**Exercise prompt**
Could you copy the entire thread on local file support word for word?

**Text**
Open fklemme opened 3 years ago
This is actually something I was investigating/starting to work on setting up myself, at least for #2 (or a variation of it - i.e. using nginx autoindex_format json
output). I'll poke around at it later and maybe toss some thoughts here; putting this comment here to remind myself 😄
i agree & think that local file support is the future of this project - was planning on having a crack at this week.
imo the way to do this while minimising structural changes to the project is to index local files within the current three elasticsearch indexes, which means modifying those ORM tables to support local files and gdrive files. it might also make sense to have a user interface for linking folders to mpc autofill and a second database updater script which crawls local files, accessible with a button press rather than requiring the command line. in that instance, we'd want a django for local mode vs hosted and only enable local file support in local mode.
google drive is baked into mpc autofill fairly deeply so this'd involve a bit of frontend work to handle local files differently to gdrive images as well.
storing local file paths in xml and using them when autofilling should be fairly straightforward.
thoughts?
One challenge (or opportunity) that comes with local files is the docker setup. All docker applications run in an own virtual filesystem that is decoupled from the real system filesystem that the user will see. To have a local folder visible to dango/nginx, the user will have to mount it before starting docker, looking maybe something like this: -v D:\My Proxies:/cards
. So, the local folder D:\My Proxies
will be visible as /cards
to django/nginx. (ofc, we can make a config file or something for the path). The downside of this: The path will look differently for django and for the user. The upside: The path will always be the same (/cards/...

**Source excerpt**
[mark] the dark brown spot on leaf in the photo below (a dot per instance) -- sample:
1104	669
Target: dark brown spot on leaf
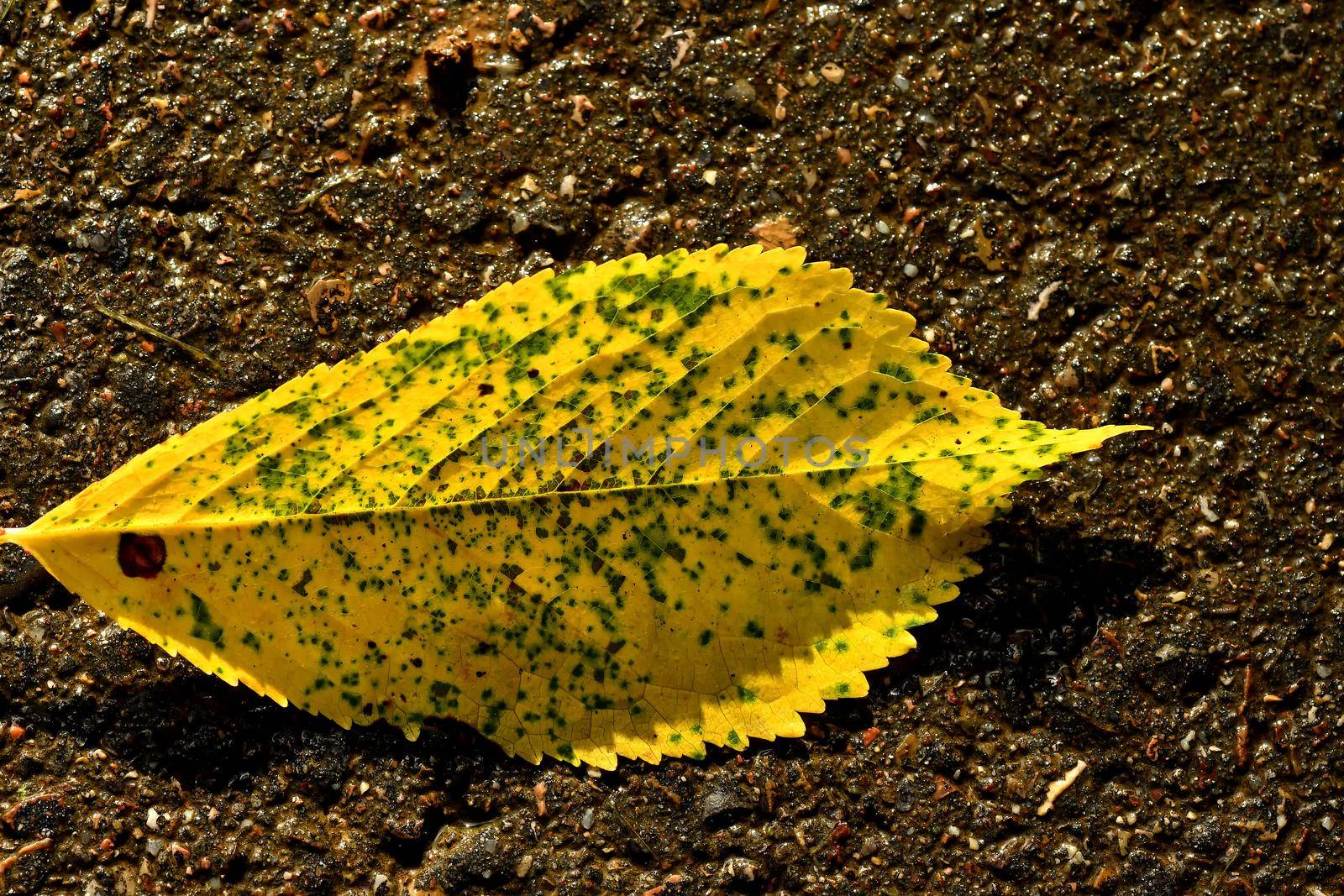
141	557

**Solution to this task**
Open fklemme opened 3 years ago
This is actually something I was investigating/starting to work on setting up myself, at least for #2 (or a variation of it - i.e. using nginx autoindex_format json
output). I'll poke around at it later and maybe toss some thoughts here; putting this comment here to remind myself 😄
i agree & think that local file support is the future of this project - was planning on having a crack at this week.
imo the way to do this while minimising structural changes to the project is to index local files within the current three elasticsearch indexes, which means modifying those ORM tables to support local files and gdrive files. it might also make sense to have a user interface for linking folders to mpc autofill and a second database updater script which crawls local files, accessible with a button press rather than requiring the command line. in that instance, we'd want a django for local mode vs hosted and only enable local file support in local mode.
google drive is baked into mpc autofill fairly deeply so this'd involve a bit of frontend work to handle local files differently to gdrive images as well.
storing local file paths in xml and using them when autofilling should be fairly straightforward.
thoughts?
One challenge (or opportunity) that comes with local files is the docker setup. All docker applications run in an own virtual filesystem that is decoupled from the real system filesystem that the user will see. To have a local folder visible to dango/nginx, the user will have to mount it before starting docker, looking maybe something like this: -v D:\My Proxies:/cards
. So, the local folder D:\My Proxies
will be visible as /cards
to django/nginx. (ofc, we can make a config file or something for the path). The downside of this: The path will look differently for django and for the user. The upside: The path will always be the same (/cards/...